Problem description ->
Continue the article on the Minneapolis drive-through ban from where it stops.

Text section ->
****************************************

Minneapolis Ignores Concerns of Disabled, Passes Drive-Through Ban


The Minneapolis City Council has officially approved a resolution that will ban the construction of all new drive-through windows within city limits.

The intent of the resolution is to cut down on carbon emissions produced by idling cars. It was passed unanimously at Thursday’s City Council meeting.

The resolution was born out of a report issued in May by the City Planning Commission, which recommended city council “expand the prohibition of new drive-through facilities to all zoning districts.”

“A text amendment that specifically addresses regulations is timely given the number of proposals for new drive-through facilities that have been considered by the City Planning Commission in the last few years and the undesirable impacts these uses have,” the report stated, as The Minnesota Sun reported. “Said impacts include noise, extended idling, proliferation of curb cuts, conflicts with pedestrians, and traffic generation.”

The planning commission said in its report that there are currently seven pending proposals to build new drive-through windows for businesses such as banks, pharmacies, coffee shops, and fast-food restaurants—all of which will be grandfathered in, since the ban only applies to proposals submitted after the ordinance passed.

City Council President Lisa Bender announced the passage of the resolution on Twitter Thursday night.

“Responding to our constituents’ concerns about their impacts on neighbors, pedestrian safety and building design, Minneapolis will no longer allow new drive throughs,” she said.

Council member Andrea Jenkins noted that the council isn’t “closing any current drive-throughs, but rather regulating where new ones can occur.”

****************************************

Excerpted data ->
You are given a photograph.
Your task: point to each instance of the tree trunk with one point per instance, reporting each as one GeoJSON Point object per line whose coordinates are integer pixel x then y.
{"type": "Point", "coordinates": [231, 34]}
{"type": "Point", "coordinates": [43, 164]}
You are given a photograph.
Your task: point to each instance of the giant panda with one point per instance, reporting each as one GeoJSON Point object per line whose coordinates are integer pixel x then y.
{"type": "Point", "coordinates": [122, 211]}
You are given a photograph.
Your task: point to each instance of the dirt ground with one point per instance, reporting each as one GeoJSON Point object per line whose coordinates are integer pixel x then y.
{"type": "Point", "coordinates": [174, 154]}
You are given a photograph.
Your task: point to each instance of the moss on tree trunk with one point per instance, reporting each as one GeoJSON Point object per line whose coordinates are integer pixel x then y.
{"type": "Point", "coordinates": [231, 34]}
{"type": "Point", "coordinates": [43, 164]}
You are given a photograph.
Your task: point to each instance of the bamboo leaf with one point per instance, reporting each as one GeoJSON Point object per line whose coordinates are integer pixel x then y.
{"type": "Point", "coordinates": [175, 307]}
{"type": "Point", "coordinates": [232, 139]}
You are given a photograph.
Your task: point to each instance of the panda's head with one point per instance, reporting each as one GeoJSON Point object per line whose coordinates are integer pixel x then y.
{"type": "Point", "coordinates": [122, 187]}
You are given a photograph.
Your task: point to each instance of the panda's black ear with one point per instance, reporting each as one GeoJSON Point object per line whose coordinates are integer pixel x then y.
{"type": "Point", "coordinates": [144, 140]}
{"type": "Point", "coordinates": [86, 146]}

****************************************

Written answer ->
“So I just want to make sure that we are recognizing all parts of our community and really trying to make sure that everyone has access in the city of Minneapolis,” Jenkins told MPR News.

However, the Minneapolis Advisory Committee on People with Disabilities submitted a letter to the council last week saying it “strongly opposes the proposed prohibition” as it “is currently written.”

The organization said it had concerns “about the ordinance’s lack of accessibility language and how the ordinance negatively impacts the lives of the disability community.”

“MACOPD does not oppose the entire ordinance or the effort to ban future development of drive-through facilities. However, without direct accessibility language incorporated into the currently proposed ordinance, the current proposed language of the ordinance may have a disparate effect on people with disabilities who may rely on drive-through access to receive goods and services,” the letter said.

According to the Associated Press, Minneapolis is the first city of its size in the country to ban new drive-through windows.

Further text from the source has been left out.